#### YOUR INSTRUCTIONS
Rewrite the items below with every "labeling data" replaced by "annotating data", leaving all other text unchanged.

(Data drawn from a collection)
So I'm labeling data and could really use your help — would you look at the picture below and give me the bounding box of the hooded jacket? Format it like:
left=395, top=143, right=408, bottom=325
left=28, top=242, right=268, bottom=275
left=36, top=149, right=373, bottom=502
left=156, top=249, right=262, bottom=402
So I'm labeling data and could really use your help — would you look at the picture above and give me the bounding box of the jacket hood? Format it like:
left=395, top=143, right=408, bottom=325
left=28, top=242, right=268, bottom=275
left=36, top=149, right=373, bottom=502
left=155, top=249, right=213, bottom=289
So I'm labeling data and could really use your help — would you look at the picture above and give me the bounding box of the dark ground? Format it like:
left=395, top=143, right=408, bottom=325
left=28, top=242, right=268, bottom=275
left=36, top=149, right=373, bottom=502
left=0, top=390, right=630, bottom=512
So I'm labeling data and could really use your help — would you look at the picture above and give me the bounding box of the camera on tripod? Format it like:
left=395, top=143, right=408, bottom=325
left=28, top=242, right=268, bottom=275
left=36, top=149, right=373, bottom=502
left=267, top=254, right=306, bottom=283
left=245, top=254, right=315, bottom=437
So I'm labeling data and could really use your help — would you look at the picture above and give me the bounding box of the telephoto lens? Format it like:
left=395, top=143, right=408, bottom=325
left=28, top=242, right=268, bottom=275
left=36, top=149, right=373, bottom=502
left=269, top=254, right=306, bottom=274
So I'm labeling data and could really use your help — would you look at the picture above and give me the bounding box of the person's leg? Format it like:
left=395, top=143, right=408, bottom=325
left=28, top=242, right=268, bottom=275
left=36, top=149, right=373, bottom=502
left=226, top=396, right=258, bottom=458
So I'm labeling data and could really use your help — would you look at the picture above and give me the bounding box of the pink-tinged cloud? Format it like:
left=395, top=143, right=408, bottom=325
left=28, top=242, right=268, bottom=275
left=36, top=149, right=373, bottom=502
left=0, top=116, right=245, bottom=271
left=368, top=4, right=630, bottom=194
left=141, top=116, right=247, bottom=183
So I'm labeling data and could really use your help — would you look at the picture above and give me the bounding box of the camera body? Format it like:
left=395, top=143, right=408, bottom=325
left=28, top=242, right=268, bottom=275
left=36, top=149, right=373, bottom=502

#### WRITTEN ANSWER
So I'm annotating data and could really use your help — would you look at the picture below and give me the bounding box of the hooded jacket? Format it like:
left=395, top=143, right=408, bottom=325
left=28, top=242, right=268, bottom=275
left=36, top=149, right=373, bottom=502
left=156, top=249, right=262, bottom=402
So I'm annotating data and could really use your help — would you look at the picture above and give me the bounding box of the jacket hood? Format it like:
left=395, top=143, right=408, bottom=325
left=28, top=242, right=268, bottom=275
left=36, top=149, right=373, bottom=502
left=155, top=249, right=213, bottom=289
So I'm annotating data and could really use your help — would you look at the picture above and give me the bounding box of the dark ground? Format it like:
left=395, top=143, right=408, bottom=325
left=28, top=242, right=268, bottom=275
left=36, top=149, right=373, bottom=502
left=0, top=390, right=630, bottom=512
So I'm annotating data and could really use your help — would you look at the picture above and give me the bounding box of the camera on tripod? Format it like:
left=395, top=143, right=408, bottom=325
left=28, top=242, right=268, bottom=275
left=36, top=149, right=373, bottom=502
left=267, top=254, right=306, bottom=283
left=245, top=254, right=315, bottom=437
So I'm annotating data and could really use your help — would you look at the picture above and give me the bounding box of the telephoto lens? Format it like:
left=395, top=143, right=408, bottom=325
left=28, top=242, right=268, bottom=275
left=36, top=149, right=373, bottom=502
left=269, top=254, right=306, bottom=274
So I'm annotating data and could really use your help — would you look at the picture above and give me the bounding box of the person's leg? Format it like:
left=395, top=143, right=408, bottom=325
left=28, top=242, right=268, bottom=275
left=36, top=149, right=373, bottom=502
left=226, top=396, right=258, bottom=458
So I'm annotating data and could really use your help — would you look at the picture above and give me the bounding box of the pink-tinged cloud? Format it like:
left=395, top=143, right=408, bottom=325
left=28, top=242, right=268, bottom=275
left=36, top=149, right=373, bottom=502
left=0, top=116, right=245, bottom=271
left=368, top=4, right=630, bottom=194
left=141, top=116, right=247, bottom=183
So I'm annotating data and could really use your help — would you look at the picture above and give me the bounding box of the camera body? Format it like:
left=395, top=143, right=408, bottom=325
left=28, top=242, right=268, bottom=275
left=36, top=149, right=373, bottom=502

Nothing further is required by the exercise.